**Задание A**
Ответьте на вопросы по тексту о драмах Ружевича:
(i) В каком стихотворении Ружевича есть образ его собственной драматургии?
(ii) У каких авторов, по словам текста, уже была подобная поэтизация драмы?
(iii) Что создают частые повторы в пьесах Ружевича?

**Текст**

■ ■ ■

Влияние поэзии и драмы в творчестве Ружевича было взаимным: некоторые стихи написаны в форме диалога («Диалог» и др.); в них есть образ его собственной драматургии («Кулисы моих пьес»); во внутреннем мире лирического героя обострен конфликт со временем, миром, искусством. Поэзия Ружевича идет навстречу драматургии, а его драма, наоборот, словно желает избавиться от всего традиционно драматургического: разрешение конфликта, внешнее действие. Драма тянется к поэзии, сливается с ней, особенно, когда герои пьес читают стихи самого Ружевича или тождественны лирическому герою его поэзии (1).

Наиболее частотные поэтические приёмы в драмах Ружевича — это конфликт, уведенный в «подсознание» героя; внутреннее, скрытое содержание, доминирующее над внешним действием и фабулой; обилие образов-символов, аллюзий, реминисценций, на которых базируется подтекст драмы; частые, а иногда навязчивые повторы, создающие определенный ритм в репликах и т. п. За счет этого монологи и диалоги в пьесах Ружевича подобны лирическому произведению. Надо оговориться, что Ружевич не новатор в подобной поэтизации драмы: все перечисленное уже было у А.П. Чехова, Л. Андреева, затем у С. Виткевича, С. Беккета и др. Однако в чем-то Ружевич идет дальше своих предшественников, смелее отказываясь от драматургического в пользу лирического и поэтического.

■ ■ ■

[Записи набора данных о расположении объектов]
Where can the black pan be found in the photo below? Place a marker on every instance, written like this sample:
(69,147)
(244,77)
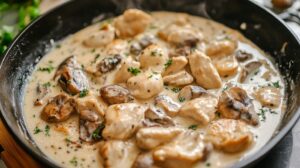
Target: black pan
(263,28)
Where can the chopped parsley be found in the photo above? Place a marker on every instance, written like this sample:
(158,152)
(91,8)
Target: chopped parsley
(134,71)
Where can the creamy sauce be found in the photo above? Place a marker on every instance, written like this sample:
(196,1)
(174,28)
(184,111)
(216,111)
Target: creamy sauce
(65,149)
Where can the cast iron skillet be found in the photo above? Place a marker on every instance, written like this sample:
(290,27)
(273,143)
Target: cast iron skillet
(263,28)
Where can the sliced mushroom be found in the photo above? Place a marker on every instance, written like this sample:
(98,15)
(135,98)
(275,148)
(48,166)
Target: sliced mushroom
(116,154)
(203,70)
(168,104)
(191,92)
(58,109)
(268,96)
(72,79)
(180,78)
(229,135)
(201,109)
(234,103)
(108,64)
(131,23)
(145,85)
(123,120)
(152,137)
(115,94)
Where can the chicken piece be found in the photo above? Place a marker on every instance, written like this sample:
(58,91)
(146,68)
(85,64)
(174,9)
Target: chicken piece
(229,135)
(178,79)
(152,137)
(157,117)
(122,74)
(117,154)
(201,109)
(203,70)
(122,120)
(71,77)
(221,48)
(109,63)
(268,96)
(234,103)
(226,65)
(191,92)
(115,94)
(100,38)
(167,104)
(153,57)
(131,23)
(58,109)
(184,151)
(145,85)
(175,65)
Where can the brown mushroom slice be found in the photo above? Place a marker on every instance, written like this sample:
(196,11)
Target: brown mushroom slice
(116,154)
(187,149)
(203,70)
(152,137)
(229,135)
(123,120)
(268,96)
(191,92)
(58,109)
(115,94)
(131,23)
(71,77)
(201,109)
(168,104)
(178,79)
(234,103)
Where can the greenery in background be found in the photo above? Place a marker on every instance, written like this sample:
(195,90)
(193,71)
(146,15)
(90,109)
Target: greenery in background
(27,11)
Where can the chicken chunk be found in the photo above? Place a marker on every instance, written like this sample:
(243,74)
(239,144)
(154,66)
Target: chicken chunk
(58,109)
(115,94)
(118,154)
(203,70)
(268,96)
(152,137)
(145,85)
(178,79)
(71,77)
(131,23)
(153,57)
(234,103)
(201,109)
(229,135)
(122,120)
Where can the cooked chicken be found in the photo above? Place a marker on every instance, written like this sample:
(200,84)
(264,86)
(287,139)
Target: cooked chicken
(268,96)
(131,23)
(100,38)
(229,135)
(167,104)
(175,64)
(191,92)
(153,57)
(178,79)
(183,151)
(152,137)
(203,70)
(58,109)
(71,78)
(145,85)
(122,120)
(117,154)
(115,94)
(234,103)
(201,109)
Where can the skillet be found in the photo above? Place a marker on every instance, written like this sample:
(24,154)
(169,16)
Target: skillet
(263,28)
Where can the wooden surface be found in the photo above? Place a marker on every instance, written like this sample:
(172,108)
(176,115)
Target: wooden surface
(13,155)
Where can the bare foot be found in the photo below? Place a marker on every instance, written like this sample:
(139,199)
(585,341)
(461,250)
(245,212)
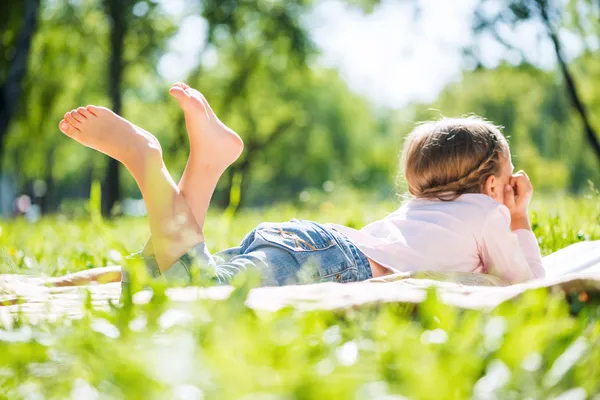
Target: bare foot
(211,141)
(101,129)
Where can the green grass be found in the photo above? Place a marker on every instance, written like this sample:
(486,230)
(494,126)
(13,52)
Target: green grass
(539,346)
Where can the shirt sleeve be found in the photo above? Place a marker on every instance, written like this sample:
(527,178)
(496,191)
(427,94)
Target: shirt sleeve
(511,255)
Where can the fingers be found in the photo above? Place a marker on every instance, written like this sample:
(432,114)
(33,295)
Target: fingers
(72,121)
(521,182)
(509,197)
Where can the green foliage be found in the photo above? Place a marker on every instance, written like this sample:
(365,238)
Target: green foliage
(533,347)
(544,134)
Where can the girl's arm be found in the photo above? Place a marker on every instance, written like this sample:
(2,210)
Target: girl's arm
(513,255)
(510,247)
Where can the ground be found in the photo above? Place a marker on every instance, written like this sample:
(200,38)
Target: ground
(540,346)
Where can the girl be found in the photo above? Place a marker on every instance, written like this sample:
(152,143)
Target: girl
(467,213)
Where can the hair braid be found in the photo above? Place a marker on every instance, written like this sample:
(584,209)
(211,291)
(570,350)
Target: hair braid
(470,183)
(451,157)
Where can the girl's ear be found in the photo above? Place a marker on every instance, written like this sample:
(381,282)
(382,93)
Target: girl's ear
(490,187)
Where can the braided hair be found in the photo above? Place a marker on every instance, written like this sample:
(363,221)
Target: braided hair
(453,156)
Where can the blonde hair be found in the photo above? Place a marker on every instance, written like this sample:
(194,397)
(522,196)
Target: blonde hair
(447,158)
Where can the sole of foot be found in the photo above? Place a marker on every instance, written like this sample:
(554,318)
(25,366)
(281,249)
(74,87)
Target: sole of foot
(210,140)
(101,129)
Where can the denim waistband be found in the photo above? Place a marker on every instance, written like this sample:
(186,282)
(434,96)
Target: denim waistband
(360,259)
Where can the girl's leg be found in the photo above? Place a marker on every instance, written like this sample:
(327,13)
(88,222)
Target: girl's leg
(172,224)
(213,148)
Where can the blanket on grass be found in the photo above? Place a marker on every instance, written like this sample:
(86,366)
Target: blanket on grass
(574,271)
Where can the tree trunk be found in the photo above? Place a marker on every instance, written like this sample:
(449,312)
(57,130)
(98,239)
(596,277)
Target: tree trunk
(117,14)
(570,85)
(11,89)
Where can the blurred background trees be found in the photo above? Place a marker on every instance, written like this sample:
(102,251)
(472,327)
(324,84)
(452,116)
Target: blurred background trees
(304,128)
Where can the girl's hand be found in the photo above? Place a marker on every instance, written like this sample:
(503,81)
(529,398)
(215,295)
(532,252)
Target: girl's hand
(517,197)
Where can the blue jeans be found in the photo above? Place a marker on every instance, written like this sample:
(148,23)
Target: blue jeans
(294,252)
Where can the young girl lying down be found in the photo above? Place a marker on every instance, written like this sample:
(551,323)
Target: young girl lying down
(467,213)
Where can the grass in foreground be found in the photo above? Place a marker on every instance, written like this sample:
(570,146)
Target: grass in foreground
(535,347)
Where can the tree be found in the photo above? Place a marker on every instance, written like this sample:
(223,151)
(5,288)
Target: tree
(548,13)
(18,24)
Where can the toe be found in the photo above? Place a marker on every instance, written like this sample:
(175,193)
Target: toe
(75,115)
(83,112)
(181,85)
(66,128)
(93,110)
(72,121)
(179,93)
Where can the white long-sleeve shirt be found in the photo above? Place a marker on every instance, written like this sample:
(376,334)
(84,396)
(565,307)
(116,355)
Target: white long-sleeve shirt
(469,234)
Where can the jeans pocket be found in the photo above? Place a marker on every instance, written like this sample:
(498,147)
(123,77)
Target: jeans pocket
(296,235)
(339,274)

■ ■ ■

**Задание B**
Поменяйте в списке «jeans pocket» на «denim pocket» в строках от строки с «Where can the white» до конца списка, обе границы включительно. Всё остальное оставьте без изменений и выведите только эти строки.

**Письменный ответ A**
(i) В стихотворении «Кулисы моих пьес».
(ii) У А.П. Чехова, Л. Андреева, затем у С. Виткевича и С. Беккета.
(iii) Определенный ритм в репликах.

**Письменный ответ B**
Where can the white long-sleeve shirt be found in the photo above? Place a marker on every instance, written like this sample:
(376,334)
(84,396)
(565,307)
(116,355)
Target: white long-sleeve shirt
(469,234)
Where can the denim pocket be found in the photo above? Place a marker on every instance, written like this sample:
(498,147)
(123,77)
Target: denim pocket
(296,235)
(339,274)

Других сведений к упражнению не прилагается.